Summer heat and a rainstorm couldn’t dampen the action of some Summer Showdown wrestling on Saturday, June 26 in Hernando.

Commerce Street Market was the scene of body slams, head locks, knock backs and clothesline moves that delighted spectators from across the Mid-South for Memphis Wrestling’s Summer Showdown 2021.

Former WWE wrestling personality Hornswoggle, Dylan Postl, was a featured guest and fan favorite at the event. A meet and greet for all participating wrestlers was held at 1 p.m. 

Postl, known by his former WWE moniker "Hornswoggle," now goes by Swoggle. The ten-year veteran of WWE was thrilled to meet fans and embrace the excitement of independent wrestling.

"We're Memphis Wrestling and it's going to be fun,” said Postl. “I've been retired from WWE for ten years and I'm all independent now...It's all on me, I'm my own boss now."

Postl tours cross-country with Memphis Wrestling and will perform in shows throughout the summer. Visiting Mississippi at Saturday's event was a new experience for Postl.

"I've never wrestled in this kind of environment, where you just have people walking up," Postl said. "It's going to be fun and I'm looking forward to it."

Wrestling has been on Postl's brain since he was very young.

"It's all I wanted to do since I was four years old," Postl continued. "The Ultimate Warrior was my favorite growing up as a kid. To do what I love doing each and every weekend, is the best."

RECORD SET
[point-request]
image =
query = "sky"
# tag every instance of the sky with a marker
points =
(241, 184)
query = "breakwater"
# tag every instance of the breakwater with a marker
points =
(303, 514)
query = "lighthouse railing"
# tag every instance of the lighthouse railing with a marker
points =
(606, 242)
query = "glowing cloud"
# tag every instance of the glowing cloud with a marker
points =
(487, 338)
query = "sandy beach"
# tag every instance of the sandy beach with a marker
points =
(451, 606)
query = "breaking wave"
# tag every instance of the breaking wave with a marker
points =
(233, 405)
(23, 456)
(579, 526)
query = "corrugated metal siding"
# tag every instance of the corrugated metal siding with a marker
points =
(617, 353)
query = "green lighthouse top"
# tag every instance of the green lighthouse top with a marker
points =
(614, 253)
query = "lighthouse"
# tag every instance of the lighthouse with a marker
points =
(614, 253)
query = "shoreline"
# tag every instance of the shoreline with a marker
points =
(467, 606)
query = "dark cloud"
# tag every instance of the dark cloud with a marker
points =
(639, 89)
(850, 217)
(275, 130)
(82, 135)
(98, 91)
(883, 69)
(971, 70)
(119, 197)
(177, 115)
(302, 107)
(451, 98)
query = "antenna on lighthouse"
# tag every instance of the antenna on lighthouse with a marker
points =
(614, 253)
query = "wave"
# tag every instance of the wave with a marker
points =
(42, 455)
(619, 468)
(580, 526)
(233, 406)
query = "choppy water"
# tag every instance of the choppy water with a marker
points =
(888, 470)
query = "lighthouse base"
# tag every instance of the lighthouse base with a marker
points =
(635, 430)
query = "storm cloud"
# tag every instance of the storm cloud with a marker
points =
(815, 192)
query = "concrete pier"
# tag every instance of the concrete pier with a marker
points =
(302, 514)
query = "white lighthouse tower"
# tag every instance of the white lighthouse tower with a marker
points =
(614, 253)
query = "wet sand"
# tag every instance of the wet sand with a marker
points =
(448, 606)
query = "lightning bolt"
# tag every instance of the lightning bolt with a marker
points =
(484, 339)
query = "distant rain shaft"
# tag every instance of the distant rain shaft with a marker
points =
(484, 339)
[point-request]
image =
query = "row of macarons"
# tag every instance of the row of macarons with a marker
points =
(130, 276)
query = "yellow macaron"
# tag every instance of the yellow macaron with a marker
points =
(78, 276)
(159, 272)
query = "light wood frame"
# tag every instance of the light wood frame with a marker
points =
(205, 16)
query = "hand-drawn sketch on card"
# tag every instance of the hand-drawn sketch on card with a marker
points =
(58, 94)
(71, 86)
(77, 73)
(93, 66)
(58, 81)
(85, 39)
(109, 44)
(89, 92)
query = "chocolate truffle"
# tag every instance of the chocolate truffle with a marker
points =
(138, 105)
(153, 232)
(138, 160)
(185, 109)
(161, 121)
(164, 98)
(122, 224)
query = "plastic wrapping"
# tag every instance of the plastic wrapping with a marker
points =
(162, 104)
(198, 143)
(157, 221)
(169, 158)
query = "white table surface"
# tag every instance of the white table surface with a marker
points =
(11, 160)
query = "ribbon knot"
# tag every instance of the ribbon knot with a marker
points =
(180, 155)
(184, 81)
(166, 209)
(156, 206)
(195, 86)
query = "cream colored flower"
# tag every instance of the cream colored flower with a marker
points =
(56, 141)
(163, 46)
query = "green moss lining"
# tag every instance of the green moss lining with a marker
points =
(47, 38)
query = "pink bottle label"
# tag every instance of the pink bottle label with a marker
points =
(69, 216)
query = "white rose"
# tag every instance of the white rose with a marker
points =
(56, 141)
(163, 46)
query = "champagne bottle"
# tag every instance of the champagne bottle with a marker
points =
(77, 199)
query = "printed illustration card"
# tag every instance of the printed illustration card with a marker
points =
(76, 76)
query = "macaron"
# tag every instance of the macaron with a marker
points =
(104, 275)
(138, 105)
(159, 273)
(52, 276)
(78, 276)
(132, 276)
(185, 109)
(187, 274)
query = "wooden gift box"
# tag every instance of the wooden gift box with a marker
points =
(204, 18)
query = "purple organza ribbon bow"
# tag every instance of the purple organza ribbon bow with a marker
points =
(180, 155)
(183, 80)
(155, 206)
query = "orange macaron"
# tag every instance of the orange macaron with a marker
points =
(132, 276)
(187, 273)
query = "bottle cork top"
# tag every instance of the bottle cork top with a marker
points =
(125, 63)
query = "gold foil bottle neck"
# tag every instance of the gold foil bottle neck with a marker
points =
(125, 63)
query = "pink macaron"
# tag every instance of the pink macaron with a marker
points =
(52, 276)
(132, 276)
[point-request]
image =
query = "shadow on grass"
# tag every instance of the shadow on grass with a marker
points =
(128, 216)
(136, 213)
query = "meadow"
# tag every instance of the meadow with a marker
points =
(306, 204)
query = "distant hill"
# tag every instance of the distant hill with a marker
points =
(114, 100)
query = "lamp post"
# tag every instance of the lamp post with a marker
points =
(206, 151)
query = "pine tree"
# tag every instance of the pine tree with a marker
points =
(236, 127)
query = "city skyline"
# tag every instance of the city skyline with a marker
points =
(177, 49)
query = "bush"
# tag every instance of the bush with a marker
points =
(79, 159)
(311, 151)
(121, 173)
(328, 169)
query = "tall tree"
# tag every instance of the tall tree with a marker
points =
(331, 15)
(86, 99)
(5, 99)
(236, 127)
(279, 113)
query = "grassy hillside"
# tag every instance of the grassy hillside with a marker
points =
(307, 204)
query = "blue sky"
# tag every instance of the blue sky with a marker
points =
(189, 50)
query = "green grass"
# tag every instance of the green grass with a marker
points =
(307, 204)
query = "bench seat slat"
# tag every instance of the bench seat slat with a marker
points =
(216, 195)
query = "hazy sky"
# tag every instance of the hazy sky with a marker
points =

TRY IT
Retype the passage of the Summer Showdown wrestling article above between "Commerce Street Market" and "of independent wrestling.", inclusive.

YOUR RESPONSE
Commerce Street Market was the scene of body slams, head locks, knock backs and clothesline moves that delighted spectators from across the Mid-South for Memphis Wrestling’s Summer Showdown 2021.

Former WWE wrestling personality Hornswoggle, Dylan Postl, was a featured guest and fan favorite at the event. A meet and greet for all participating wrestlers was held at 1 p.m. 

Postl, known by his former WWE moniker "Hornswoggle," now goes by Swoggle. The ten-year veteran of WWE was thrilled to meet fans and embrace the excitement of independent wrestling.